**WORKING DATA:**
---

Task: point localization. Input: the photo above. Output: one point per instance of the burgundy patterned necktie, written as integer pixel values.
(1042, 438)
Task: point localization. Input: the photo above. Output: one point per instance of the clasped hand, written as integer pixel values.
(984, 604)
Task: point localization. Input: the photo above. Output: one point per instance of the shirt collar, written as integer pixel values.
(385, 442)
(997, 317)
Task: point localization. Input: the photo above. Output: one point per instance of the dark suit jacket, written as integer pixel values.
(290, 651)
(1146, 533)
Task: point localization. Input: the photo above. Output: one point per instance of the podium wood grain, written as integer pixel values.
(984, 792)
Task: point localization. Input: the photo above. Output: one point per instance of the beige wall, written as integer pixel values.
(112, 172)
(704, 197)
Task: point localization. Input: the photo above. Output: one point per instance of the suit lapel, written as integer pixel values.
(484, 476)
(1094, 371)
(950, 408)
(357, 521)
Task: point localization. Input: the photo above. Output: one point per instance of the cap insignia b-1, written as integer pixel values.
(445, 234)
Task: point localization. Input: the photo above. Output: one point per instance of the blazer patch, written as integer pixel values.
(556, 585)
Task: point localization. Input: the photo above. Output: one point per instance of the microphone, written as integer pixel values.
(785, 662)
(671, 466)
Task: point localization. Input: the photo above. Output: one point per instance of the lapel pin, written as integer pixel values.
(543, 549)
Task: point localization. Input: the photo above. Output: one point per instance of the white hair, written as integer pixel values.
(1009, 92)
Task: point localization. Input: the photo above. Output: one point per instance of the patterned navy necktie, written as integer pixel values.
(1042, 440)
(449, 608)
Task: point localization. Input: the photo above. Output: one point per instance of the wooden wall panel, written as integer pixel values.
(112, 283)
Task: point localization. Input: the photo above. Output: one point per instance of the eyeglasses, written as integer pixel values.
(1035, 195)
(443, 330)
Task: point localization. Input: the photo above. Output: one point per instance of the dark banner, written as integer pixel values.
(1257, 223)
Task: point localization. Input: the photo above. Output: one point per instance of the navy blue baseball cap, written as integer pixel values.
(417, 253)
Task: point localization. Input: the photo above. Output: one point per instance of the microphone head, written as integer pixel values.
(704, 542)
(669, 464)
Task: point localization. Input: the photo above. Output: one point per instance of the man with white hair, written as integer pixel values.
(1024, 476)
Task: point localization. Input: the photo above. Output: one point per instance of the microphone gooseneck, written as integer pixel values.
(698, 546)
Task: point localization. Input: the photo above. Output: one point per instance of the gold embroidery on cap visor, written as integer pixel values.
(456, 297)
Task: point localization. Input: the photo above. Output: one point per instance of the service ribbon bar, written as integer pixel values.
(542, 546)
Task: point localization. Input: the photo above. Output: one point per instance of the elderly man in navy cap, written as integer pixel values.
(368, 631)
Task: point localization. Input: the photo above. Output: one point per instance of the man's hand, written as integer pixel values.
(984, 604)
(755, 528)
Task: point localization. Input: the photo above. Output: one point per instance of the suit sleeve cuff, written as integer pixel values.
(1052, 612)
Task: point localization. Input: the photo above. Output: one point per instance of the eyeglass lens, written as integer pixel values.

---

**WHAT NEEDS TO BE DONE:**
Recast every line of the data above as a JSON list of strings, one string per line, and leave out any blank lines.

**RESULT FOR THIS TASK:**
[
  "Task: point localization. Input: the photo above. Output: one point per instance of the burgundy patterned necktie, written as integer pixel values.",
  "(1042, 438)",
  "Task: point localization. Input: the photo above. Output: one point per instance of the clasped hand, written as integer pixel values.",
  "(984, 604)",
  "Task: point localization. Input: the photo above. Output: one point per instance of the shirt collar, written as integer pixel values.",
  "(385, 442)",
  "(997, 317)",
  "Task: point localization. Input: the photo above. Output: one point per instance of the dark suit jacket, written as integer pixel values.",
  "(290, 651)",
  "(1146, 533)",
  "Task: point localization. Input: the photo above. Output: one point per instance of the podium wood grain, written as integer pixel values.",
  "(984, 792)",
  "Task: point localization. Input: the photo above. Output: one point per instance of the beige wall, written as integer pixel values.",
  "(112, 172)",
  "(704, 197)",
  "Task: point localization. Input: the photo above. Output: one point per instance of the suit lapel, written as integer pixel values.",
  "(484, 476)",
  "(1094, 371)",
  "(950, 408)",
  "(357, 521)",
  "Task: point localization. Input: the photo above. Output: one point per instance of the cap insignia b-1, written as integer pixel values.",
  "(445, 234)",
  "Task: point localization. Input: the photo above. Output: one point per instance of the blazer patch, written as integer pixel values.",
  "(556, 585)",
  "Task: point localization. Input: the photo above. Output: one point per instance of the microphone, written as integer pixel values.",
  "(785, 662)",
  "(671, 466)",
  "Task: point localization. Input: the photo above. Output: one point per instance of the lapel pin, written as integer pixel values.",
  "(543, 549)",
  "Task: point localization. Input: the photo above. Output: one point per instance of the white hair, written as integer pixel values.",
  "(1009, 92)",
  "Task: point localization. Input: the photo above. Output: one point per instance of the patterned navy necktie, written as integer pixel values.",
  "(1042, 440)",
  "(449, 608)",
  "Task: point localization. Input: the photo above. Output: one point per instance of the wooden wall panel, written as integer pixel values.",
  "(112, 283)",
  "Task: point localization. Input: the photo above. Output: one point per instance of the eyeglasses, written as integer pixel values.",
  "(1035, 195)",
  "(443, 330)",
  "Task: point localization. Input: the photo above. Output: one point per instance of the dark banner, written as integer pixel values.",
  "(1257, 223)",
  "Task: point localization. Input: the photo above. Output: one point per instance of the navy blue baseball cap, written as integer pixel values.",
  "(417, 253)",
  "Task: point localization. Input: the photo above. Output: one point per instance of the microphone head, written as integer pixel values.",
  "(704, 542)",
  "(669, 464)",
  "Task: point localization. Input: the photo above. Output: one point per instance of the man with white hair, written as integer pixel values.",
  "(1024, 476)",
  "Task: point localization. Input: the photo above. Output: one point per instance of the microphone gooseneck, written as integer pixel values.",
  "(698, 546)",
  "Task: point localization. Input: the photo above. Output: one point per instance of the gold embroidery on cap visor, written as integer pixel values.",
  "(456, 297)",
  "Task: point localization. Input: the photo above. Output: one point per instance of the service ribbon bar, written as integer pixel values.",
  "(542, 546)",
  "Task: point localization. Input: the photo above. Output: one point per instance of the elderly man in navy cap, written as integer pixel values.",
  "(368, 631)",
  "Task: point localization. Input: the photo above. Output: one point per instance of the man's hand, written as integer pixel values.",
  "(984, 604)",
  "(755, 528)",
  "Task: point localization. Input: the photo above. Output: one point per instance of the suit sleeve cuff, written as integer pixel values.",
  "(1052, 612)",
  "Task: point localization. Input: the photo above. Output: one point per instance of the eyeglass lens, written as integer pixel values."
]